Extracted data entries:
◆ ◆ ◆ ◆
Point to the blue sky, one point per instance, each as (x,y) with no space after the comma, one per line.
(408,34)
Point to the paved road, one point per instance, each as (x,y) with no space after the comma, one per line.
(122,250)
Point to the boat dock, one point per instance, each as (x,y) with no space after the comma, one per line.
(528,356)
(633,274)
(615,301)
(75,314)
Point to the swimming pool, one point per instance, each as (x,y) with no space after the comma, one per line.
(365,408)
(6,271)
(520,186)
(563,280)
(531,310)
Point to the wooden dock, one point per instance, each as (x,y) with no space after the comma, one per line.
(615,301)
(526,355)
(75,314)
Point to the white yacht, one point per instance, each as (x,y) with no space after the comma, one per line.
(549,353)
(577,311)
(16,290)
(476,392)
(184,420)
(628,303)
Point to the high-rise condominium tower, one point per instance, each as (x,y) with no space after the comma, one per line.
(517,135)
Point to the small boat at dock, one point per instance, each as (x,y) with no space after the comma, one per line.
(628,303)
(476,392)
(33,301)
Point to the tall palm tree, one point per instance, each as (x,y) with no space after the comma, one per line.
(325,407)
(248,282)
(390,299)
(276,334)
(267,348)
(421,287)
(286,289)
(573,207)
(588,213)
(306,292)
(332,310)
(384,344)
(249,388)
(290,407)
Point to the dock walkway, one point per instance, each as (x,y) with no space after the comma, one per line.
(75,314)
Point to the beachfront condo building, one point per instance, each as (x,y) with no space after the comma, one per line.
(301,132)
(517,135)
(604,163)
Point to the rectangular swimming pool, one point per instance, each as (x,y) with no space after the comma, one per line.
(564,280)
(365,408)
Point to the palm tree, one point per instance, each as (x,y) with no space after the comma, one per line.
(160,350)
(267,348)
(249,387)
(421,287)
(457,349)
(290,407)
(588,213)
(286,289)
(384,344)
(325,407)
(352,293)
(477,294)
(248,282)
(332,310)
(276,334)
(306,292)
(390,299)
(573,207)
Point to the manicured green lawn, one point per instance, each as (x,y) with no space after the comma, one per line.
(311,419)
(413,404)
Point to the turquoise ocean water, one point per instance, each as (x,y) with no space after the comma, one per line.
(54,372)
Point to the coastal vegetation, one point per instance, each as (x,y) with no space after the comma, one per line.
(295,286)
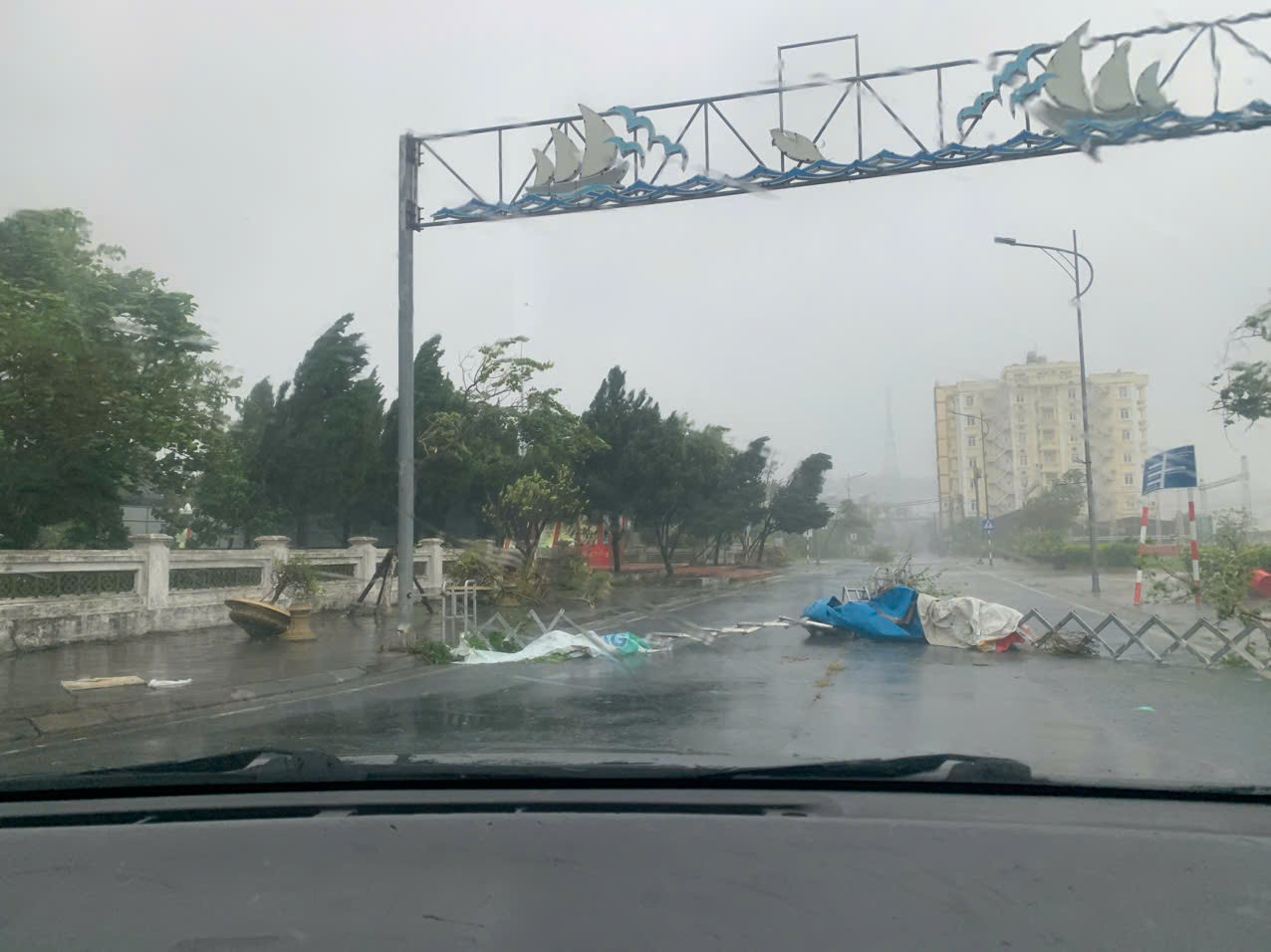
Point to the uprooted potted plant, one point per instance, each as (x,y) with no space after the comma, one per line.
(298,580)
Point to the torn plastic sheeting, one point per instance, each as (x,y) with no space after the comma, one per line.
(569,644)
(890,615)
(903,614)
(967,621)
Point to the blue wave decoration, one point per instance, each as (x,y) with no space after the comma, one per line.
(670,148)
(1087,134)
(634,120)
(1028,91)
(1018,67)
(626,147)
(976,110)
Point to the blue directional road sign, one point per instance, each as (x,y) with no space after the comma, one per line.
(1172,469)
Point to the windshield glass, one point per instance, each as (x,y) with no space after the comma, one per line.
(378,386)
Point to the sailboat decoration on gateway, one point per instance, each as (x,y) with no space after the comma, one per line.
(1110,101)
(572,173)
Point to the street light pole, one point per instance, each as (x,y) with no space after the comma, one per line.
(1081,353)
(1086,419)
(984,459)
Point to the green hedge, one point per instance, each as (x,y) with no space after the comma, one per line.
(1078,555)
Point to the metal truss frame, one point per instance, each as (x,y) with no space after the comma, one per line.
◆ ◆ ◆ ◆
Can you give the items again, starting at the line that contains "Point to the blue directional" and stopping at the end of the items, with every "instance" swapped for "occurrence" and nothing else changed?

Written response:
Point to the blue directional road sign, one point per occurrence, each as (x,y) with no space after the comma, one per line.
(1172,469)
Point to the windshield glass, one point per occurrence, each as (x,y) with no space after the comma, one per line.
(378,386)
Point to the sailboat decoration on gateway, one point per occurrence, each as (x,y) with no space after the comma, one per line.
(1110,101)
(572,173)
Point to the street light pole, one point per occurrence, each as (x,y) with no space after the comma, one per line.
(1081,353)
(1086,419)
(984,459)
Point to the green hedge, one point per occurrence, each as (x,y) with no space after the comma, one per line.
(1078,555)
Point to the metal truss frame, one point per occurrence, each as (x,y) with no space after the comma, one per line.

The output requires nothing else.